# Text under study:
In a major embarrassment for the cocaine addled cabinet, hapless Iain Duncan Smith is set to turn his attention to drug users in his warped attempt to redefine child poverty.
Early last year it was mothers with mental health problems and disabled people who were to blame for child poverty, then it was step-parents and non-traditional families. IDS is hoping it’s third time lucky with his latest definition and has resorted to blaming the old Tory scapegoat of drug users. This is based on a DWP survey in which three quarters of people said that having a parent addicted to drugs or alcohol was a ‘very important’ factor in child poverty.
This has led the bungling Secretary of State to declare that parental addiction is the reason so many children are poor in the UK. IDS seems to think this is evidence based policy. In fact the survey says he is doing little more than playing Family Fortunes with children’s lives.
Even his own figures don’t back up his wild claims. In a speech to Kids Company this week, IDS stated that 100,000 people are “claiming sickness benefits whose illness is primarily down to their drug or alcohol addiction.”
Of these he blustered that a “staggering 23,000″ have been on sickness benefits for a decade. Which in a population of over 60,000,000, isn’t actually that many.
What the cringe-making old pub bore doesn’t mention is that an illness which is primarily down to drug or alcohol addiction could mean anything from late stage cirrhosis to hepatitis, HIV or diabetes. Many people who misuse drugs and alcohol also have unrelated conditions, whilst a Dual Diagnosis – which means someone suffering from a mental health condition and misusing substances – is all too common.
IDS also fails to tell us how many of those 100,000 people actually have children. All his figures suggest is that parental drug or alcohol abuse is clearly not the reason why millions of children are growing up in poverty.

# Actions to take:
1: In the piece on Iain Duncan Smith and child poverty, swap "cirrhosis" for "liver failure" and give the passage starting at "Of these he" and ending at "all too common.".
2: List every illness that the piece on Iain Duncan Smith and child poverty names as a possible result of drug or alcohol addiction.
3: According to the piece on Iain Duncan Smith and child poverty, what share of people in the DWP survey called having a parent addicted to drugs or alcohol a "very important" factor in child poverty?
The rows below the text come from a separate source.

# Extracted information:
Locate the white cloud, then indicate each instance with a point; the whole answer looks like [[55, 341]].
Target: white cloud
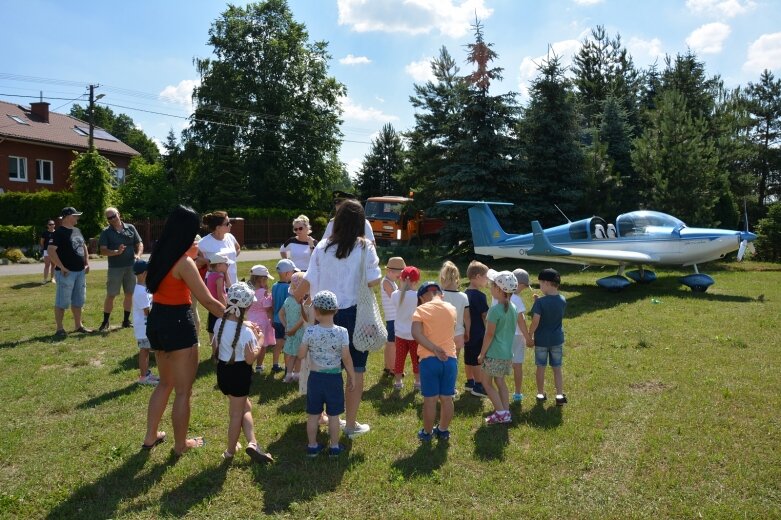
[[449, 17], [355, 60], [420, 71], [764, 53], [182, 93], [720, 8], [709, 38], [354, 112], [644, 51], [564, 50]]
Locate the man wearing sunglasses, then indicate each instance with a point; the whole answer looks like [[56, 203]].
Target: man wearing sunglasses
[[122, 244]]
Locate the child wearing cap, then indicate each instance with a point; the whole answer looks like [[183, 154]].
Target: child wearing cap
[[293, 318], [497, 351], [392, 271], [236, 343], [279, 293], [142, 302], [405, 300], [547, 334], [215, 282], [328, 348], [432, 327], [260, 311]]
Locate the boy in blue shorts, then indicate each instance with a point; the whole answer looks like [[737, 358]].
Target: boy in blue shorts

# Completed exercise:
1:
Of these he blustered that a “staggering 23,000″ have been on sickness benefits for a decade. Which in a population of over 60,000,000, isn’t actually that many.
What the cringe-making old pub bore doesn’t mention is that an illness which is primarily down to drug or alcohol addiction could mean anything from late stage liver failure to hepatitis, HIV or diabetes. Many people who misuse drugs and alcohol also have unrelated conditions, whilst a Dual Diagnosis – which means someone suffering from a mental health condition and misusing substances – is all too common.

2: late stage cirrhosis, hepatitis, HIV, diabetes

3: Three quarters